-- Opening Marker --
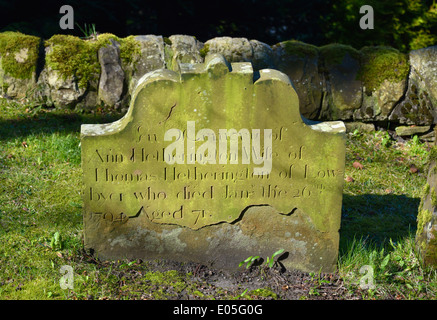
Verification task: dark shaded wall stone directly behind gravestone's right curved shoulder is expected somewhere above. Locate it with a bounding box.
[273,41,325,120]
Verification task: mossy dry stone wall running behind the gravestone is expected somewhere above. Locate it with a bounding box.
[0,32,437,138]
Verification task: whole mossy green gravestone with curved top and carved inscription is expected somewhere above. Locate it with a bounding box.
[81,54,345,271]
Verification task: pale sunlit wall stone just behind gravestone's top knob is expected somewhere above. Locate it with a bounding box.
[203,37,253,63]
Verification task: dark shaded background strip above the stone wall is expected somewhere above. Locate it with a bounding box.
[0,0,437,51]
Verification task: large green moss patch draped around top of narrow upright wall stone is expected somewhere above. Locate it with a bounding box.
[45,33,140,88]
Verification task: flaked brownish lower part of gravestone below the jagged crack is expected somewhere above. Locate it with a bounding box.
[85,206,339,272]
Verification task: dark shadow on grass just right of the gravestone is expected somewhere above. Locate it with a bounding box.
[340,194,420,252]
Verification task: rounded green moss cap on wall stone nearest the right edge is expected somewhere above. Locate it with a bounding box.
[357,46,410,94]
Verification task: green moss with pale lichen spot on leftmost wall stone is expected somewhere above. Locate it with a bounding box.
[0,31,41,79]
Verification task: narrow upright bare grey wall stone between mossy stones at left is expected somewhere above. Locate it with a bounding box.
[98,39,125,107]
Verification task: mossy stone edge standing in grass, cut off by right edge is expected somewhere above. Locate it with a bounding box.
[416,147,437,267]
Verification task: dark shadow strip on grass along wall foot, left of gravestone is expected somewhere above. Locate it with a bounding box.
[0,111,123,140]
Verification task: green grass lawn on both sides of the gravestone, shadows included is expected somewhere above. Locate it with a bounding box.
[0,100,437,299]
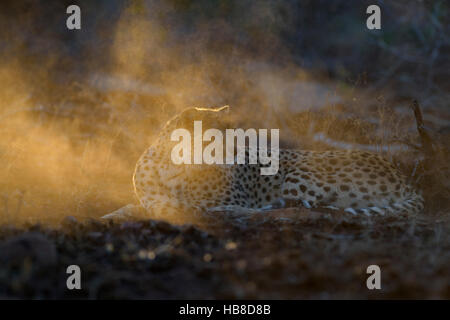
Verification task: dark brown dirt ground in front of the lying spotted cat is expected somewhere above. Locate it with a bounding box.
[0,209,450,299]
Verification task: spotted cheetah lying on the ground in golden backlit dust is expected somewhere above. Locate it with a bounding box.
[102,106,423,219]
-- Closing Marker --
● **WORK REQUEST**: Everything in the data except the pictures should be restated word for word.

● **ANSWER FOR THIS EXERCISE**:
Verification task: dark shaded wall stone directly behind gravestone's right curved shoulder is expected somewhere above. Locate it with a bounding box.
[273,41,325,120]
Verification task: mossy dry stone wall running behind the gravestone is expected somewhere above. Locate it with a bounding box.
[0,32,437,138]
Verification task: whole mossy green gravestone with curved top and carved inscription is expected somewhere above. Locate it with a bounding box.
[81,54,345,271]
Verification task: pale sunlit wall stone just behind gravestone's top knob is expected somewhere above. Locate it with a bounding box.
[203,37,253,63]
Verification task: dark shaded background strip above the stone wall is expected somewhere above. Locate it with a bounding box.
[0,0,437,51]
Verification task: large green moss patch draped around top of narrow upright wall stone is expected somewhere above. Locate it with a bounding box.
[45,33,140,88]
Verification task: flaked brownish lower part of gravestone below the jagged crack is expected somewhere above. Locate it with a bounding box.
[85,206,339,272]
Verification task: dark shadow on grass just right of the gravestone is expected somewhere above. Locate it with a bounding box.
[340,194,420,252]
Verification task: rounded green moss cap on wall stone nearest the right edge is expected somewhere above. Locate it with a bounding box.
[357,46,410,94]
Verification task: green moss with pale lichen spot on leftmost wall stone is expected somewhere above. Locate it with a bounding box.
[0,31,41,79]
Verification task: narrow upright bare grey wall stone between mossy stones at left is expected somewhere above. Locate it with a bounding box.
[98,39,125,107]
Verification task: mossy stone edge standing in grass, cut off by right edge is expected somewhere above. Locate it with a bounding box.
[416,147,437,267]
Verification task: dark shadow strip on grass along wall foot, left of gravestone is expected somewhere above. Locate it with a bounding box.
[0,111,123,140]
Verification task: green grass lawn on both sides of the gravestone, shadows included is expected somewhere above. Locate it with a bounding box.
[0,100,437,299]
Verification task: dark brown dirt ground in front of the lying spotted cat is expected somewhere above. Locate it with a bounding box.
[0,209,450,299]
Verification task: spotted cheetah lying on the ground in golden backlit dust is expected somewhere above. Locate it with a bounding box.
[102,106,423,219]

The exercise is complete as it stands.